● **Listed entries**:
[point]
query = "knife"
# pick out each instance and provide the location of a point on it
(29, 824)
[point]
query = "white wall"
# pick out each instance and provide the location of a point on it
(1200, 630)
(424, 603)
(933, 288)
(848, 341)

● **Written exercise**:
Copy out every one of the rows above word for word, keeping each line the same.

● **Completed task**:
[point]
query = "knife"
# pick out each instance and provide the location of a point on it
(29, 824)
[point]
query = "white wall"
# pick out each instance and provide the location of a point on it
(1200, 630)
(424, 603)
(933, 288)
(848, 341)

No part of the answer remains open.